**What this task involves:** Resume the notes on logit-adjusted cross-entropy and CVaR fairness aggregation, starting right after their last line.

START Reading text

Logit-Adjusted Cross-Entropy:
- Function: Corrects class-frequency bias at the sample level.
- Mechanism: \(\ell^{LA}(x,y) = -\log\frac{\exp(f_y(x)+\tau\log\pi_y)}{\sum_{y'}\exp(f_{y'}(x)+\tau\log\pi_{y'})}\), equivalent to an inter-class margin loss with larger margins for rare classes. At \(\tau=1\), the estimator is Fisher-consistent with the balanced error rate.
- Design Motivation: Unlike inverse-frequency weighting, logit adjustment directly modifies inter-class decision boundary margins, yielding greater effectiveness in separable regions.
CVaR Fairness Aggregation:
- Function: Directs optimization pressure at the group level toward the currently worst-performing demographic group.

END Reading text
START Raw data

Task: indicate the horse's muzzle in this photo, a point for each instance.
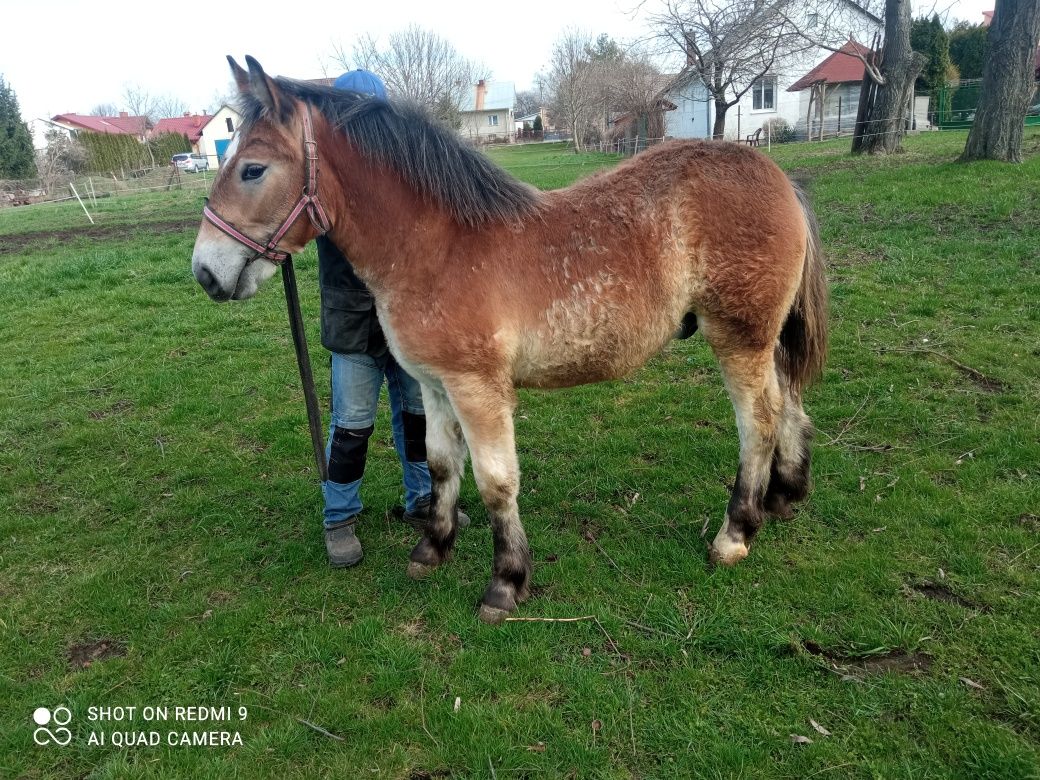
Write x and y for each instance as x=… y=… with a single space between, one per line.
x=209 y=283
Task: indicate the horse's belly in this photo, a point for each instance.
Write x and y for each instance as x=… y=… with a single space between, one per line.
x=592 y=345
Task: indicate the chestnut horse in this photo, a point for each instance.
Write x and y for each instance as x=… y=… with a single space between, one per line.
x=484 y=284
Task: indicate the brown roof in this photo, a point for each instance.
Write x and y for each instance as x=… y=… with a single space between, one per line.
x=122 y=125
x=840 y=68
x=190 y=126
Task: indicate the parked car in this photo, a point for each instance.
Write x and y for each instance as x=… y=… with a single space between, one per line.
x=190 y=162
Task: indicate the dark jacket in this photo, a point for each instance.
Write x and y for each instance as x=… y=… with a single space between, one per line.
x=348 y=321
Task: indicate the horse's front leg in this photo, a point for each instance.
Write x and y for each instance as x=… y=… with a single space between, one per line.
x=486 y=414
x=446 y=457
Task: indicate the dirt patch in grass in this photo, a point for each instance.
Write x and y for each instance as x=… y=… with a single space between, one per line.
x=83 y=654
x=427 y=774
x=14 y=241
x=856 y=666
x=937 y=592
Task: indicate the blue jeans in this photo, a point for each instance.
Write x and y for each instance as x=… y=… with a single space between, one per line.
x=356 y=383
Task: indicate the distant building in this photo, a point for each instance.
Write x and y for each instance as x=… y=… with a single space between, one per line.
x=768 y=99
x=122 y=125
x=209 y=135
x=487 y=112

END Raw data

**Your response:**
- Mechanism: \(\mathcal{L} = \min_\lambda \lambda + \frac{1}{\alpha|\mathcal{G}|}\sum_{g\in\mathcal{G}}[\mathcal{L}_g - \lambda]_+\), where \(\alpha\) controls fairness intensity. The optimal \(\lambda\) is solved via binary search (convex optimization with negligible overhead).
- Design Motivation: CVaR provides a tractable upper bound on worst-case group risk without requiring specific assumptions about the group distribution.
Orthogonality Analysis:
- Function: Theoretically justifies the complementarity of the two mechanisms.
- Mechanism: Logit adjustment is invariant to group membership; CVaR is invariant to class structure. Their combination is the minimal objective sensitive to both axes simultaneously. On female squamous cell carcinoma (5 samples): LA alone causes 94% of gradients to originate from male samples; CVaR alone balances group losses but rare classes remain neglected.
- Design Motivation: Demonstrates that this is not merely a stacking of two known techniques — their interaction produces effects unattainable by either component individually.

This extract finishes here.